:: AUSGEWÄHLTER TEXT ::
******
Ford Taunus 12m (P4)

Baujahre: 1962-1966 in Köln, Genk (B), Antwerpen(B), Azambuja (P, ab 1964) und Amsterdam (NL)
Stückzahl: insg. 680.206, davon 314.270 aus dem Werk Genk
Motor: 1,2 Liter V4-Motor mit 40 PS (1,5 Liter mit 50 PS, TS: 55 PS - ab Sept.'64 65 PS), wassergekühlt, hängende Ventile
Getriebe: Vierganggetriebe, Vorderradantrieb

Ford Taunus 12m Coupe (P4)
Taunus 12m Coupe

Völlig überrascht waren die deutschen Ford-Ingenieure in Köln-Niehl Anfang der 60er Jahre über das, was ihnen aus Detroit als Kuckucksei ins Nest gelegt wurde: ein Fronttriebler mit dem Codenamen Cardinal und halbiertem V8! Am liebsten hätten sie den Wagen samt Motor postwendend in die Staaten zurückgeschickt. Autos für den deutschen und europäischen Markt sollten schließlich auch in Köln entwickelt werden. Und ein deutscher Nachfolger für den Ford Taunus 12m (G13) unter dem Namen „NPX-C5“ war schon fast fertig entwickelt: Eine zweitürige Stufenheck-Limousine mit einem 1,0- oder 1,2-Liter-Frontmotor und Hinterradantrieb. Bei 3,70 Metern war der NPX zwar kürzer als der aktuelle 12 M, bot aber mindestens ebenso viel Platz im Innenraum. Die bescheidenen Maße beeindruckten die US-Kollegen allerdings wenig. Nun lautete der Plan, selbst eine Kompakt-Limousine zu entwerfen und diese in Deutschland für die USA bauen zu lassen – versehen mit dem Gütesiegel „Made in Germany“. Die grundsätzliche Linienführung des deutschen NPX nahmen sie auf, in Länge und Breite legte der Cardinal allerdings deutlich zu. Vor allem erhielt er eine längere Frontpartie, denn unter der Haube sollte eine für dieses Segment revolutionäre Bauweise einziehen: ein V-Motor mitsamt Frontantrieb. Die Amerikaner tauschten sich über dieses außergewöhnliche Fahrzeug intensiv mit ihren Kölner Kollegen aus. Im Laufe des transatlantischen Wechselspiels flossen letztlich sowohl Elemente des NPX und des Cardinal in die endgültige Version ein – manches Mal in harten Verhandlungsrunden festgezurrt. So erhielt der zukünftige Taunus P4 eine für die europäische Kompaktklasse sehr üppige Länge von 4,32 Metern. Dafür beschieden sich die US-Entwickler mit einem Hubraum von „nur“ 1,5 Litern – den die Deutschen bis zum Marktstart nochmals um 300 ccm verringerten.
******
:: VORLIEGENDE EINTRÄGE ::
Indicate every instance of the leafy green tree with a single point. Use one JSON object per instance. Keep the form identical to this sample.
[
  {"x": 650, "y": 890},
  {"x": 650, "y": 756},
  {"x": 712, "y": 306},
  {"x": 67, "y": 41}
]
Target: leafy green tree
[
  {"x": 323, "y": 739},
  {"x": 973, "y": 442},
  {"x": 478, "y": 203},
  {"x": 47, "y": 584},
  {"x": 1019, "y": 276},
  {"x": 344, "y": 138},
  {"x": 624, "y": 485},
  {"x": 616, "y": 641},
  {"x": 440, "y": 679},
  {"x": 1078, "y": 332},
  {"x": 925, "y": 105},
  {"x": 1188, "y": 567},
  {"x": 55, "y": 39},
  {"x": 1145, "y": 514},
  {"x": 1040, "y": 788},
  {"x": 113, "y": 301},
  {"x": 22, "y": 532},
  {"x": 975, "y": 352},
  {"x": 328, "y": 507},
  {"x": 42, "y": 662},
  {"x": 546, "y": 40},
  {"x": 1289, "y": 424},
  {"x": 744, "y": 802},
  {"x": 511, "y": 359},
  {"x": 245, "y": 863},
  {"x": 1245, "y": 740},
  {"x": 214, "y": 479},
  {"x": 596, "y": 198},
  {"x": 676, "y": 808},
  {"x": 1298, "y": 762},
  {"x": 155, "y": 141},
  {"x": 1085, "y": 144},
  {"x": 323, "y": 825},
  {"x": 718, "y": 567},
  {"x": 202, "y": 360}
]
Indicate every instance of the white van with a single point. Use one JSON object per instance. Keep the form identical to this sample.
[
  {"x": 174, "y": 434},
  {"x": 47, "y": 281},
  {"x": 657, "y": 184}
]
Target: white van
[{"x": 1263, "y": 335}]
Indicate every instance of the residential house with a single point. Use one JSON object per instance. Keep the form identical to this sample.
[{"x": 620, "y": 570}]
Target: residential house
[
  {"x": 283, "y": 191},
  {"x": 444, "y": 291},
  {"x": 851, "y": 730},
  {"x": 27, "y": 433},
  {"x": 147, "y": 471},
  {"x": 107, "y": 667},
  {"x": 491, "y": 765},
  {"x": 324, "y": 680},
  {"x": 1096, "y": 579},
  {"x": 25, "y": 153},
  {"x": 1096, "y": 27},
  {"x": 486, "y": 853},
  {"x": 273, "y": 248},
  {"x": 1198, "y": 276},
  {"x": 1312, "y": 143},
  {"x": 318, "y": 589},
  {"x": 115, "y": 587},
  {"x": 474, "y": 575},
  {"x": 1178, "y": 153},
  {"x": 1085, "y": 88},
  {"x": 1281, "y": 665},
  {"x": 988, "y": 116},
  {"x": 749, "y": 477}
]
******
:: ZU ERLEDIGEN ::
1 > Welchen Codenamen trug der aus Detroit kommende Fronttriebler laut dem Text über den Ford Taunus 12m (P4)?
2 > Schreiben Sie den Text über den Ford Taunus 12m (P4) im Anschluss an seinen letzten Satz weiter.

:: ANTWORTEN JE AUFGABE ::
1 > Cardinal

2 >
Kurz bevor das „Projekt 4“ schließlich zur Serienreife gediehen war, entschloss sich die Konzernzentrale, das Auto weder in den USA zu fertigen noch es dorthin zu importieren. Dafür spendierte sie der deutschen Tochter ein hochmodernes Motoren- und Getriebewerk in Köln-Niehl, das innerhalb von nur anderthalb Jahren seinen Betrieb aufnahm.

Nur zögerlich akzeptierten die Kölner Ford-Motorenbauer das fremdartige Ding in V-Form, denn es machte Front gegen traditionelle, europäische Motorenbauprinzipien: zwei Zylinderreihen standen sich im 60-Grad-Winkel gegenüber. Natürlich hatten die Konstrukteure mit den Zweitakt-Dieselmotoren und "Flathead" V8 schon genügend V-Erfahrung gesammelt. Doch bei der V-Anordnung des Vierzylinders ahnten die deutschen Techniker Schlimmes, brachte sie doch einen entscheidenden Nachteil mit sich: Der V4 hätte ohne Ausgleichswelle gebockt wie ein wilder Mustang. Also hatten ihm die amerikanischen Ingenieure zur Zähmung eben jenes Gebilde verpasst, das gegenläufig zur Kurbelwelle über Stirnräder angetrieben wurde und gleichzeitig - über Keilriemen - Wasserpumpe und Lichtmaschine in Gang setzte. Die Motorsteuerung erfolgte ebenfalls über die Stirnräder: Die Kurbelwelle setzte die zentral liegende Nockenwelle in Gang, die ihrerseits mittels Ritzel Verteiler und Ölpumpe steuerte und für den richtigen Funken in den Zylindern sorgte - über Stößel, kurze Stoßstangen und Kipphebel. Trotz Ausgleichswelle mit Gegengewichten lief er nicht so ruhig wie klassische Reihenvierzylinder, dafür präsentierte er sich stets gut gekühlt: Gleich zwei Kühler, einer an der Stirnwand und einer hinter dem Kühlergitter sorgten für ausgeglichene thermische Verhältnisse.

Mit dem Rauhbein aus Detroit hatte sich aber noch ein artfremdes Ford-Produkt in das Kölner Werk eingeschlichen: eben jener Cardinal. Dieser Kompaktwagen mit dem Vogelnamen sollte der langsam steigenden Flut europäischer „Minis“ in den USA - allen voran dem Wolfsburger Käfer - Paroli bieten. Doch das ehrgeizige Projekt wurde im Endstadium abgebrochen und schließlich der deutschen Tochter am Rhein überlassen.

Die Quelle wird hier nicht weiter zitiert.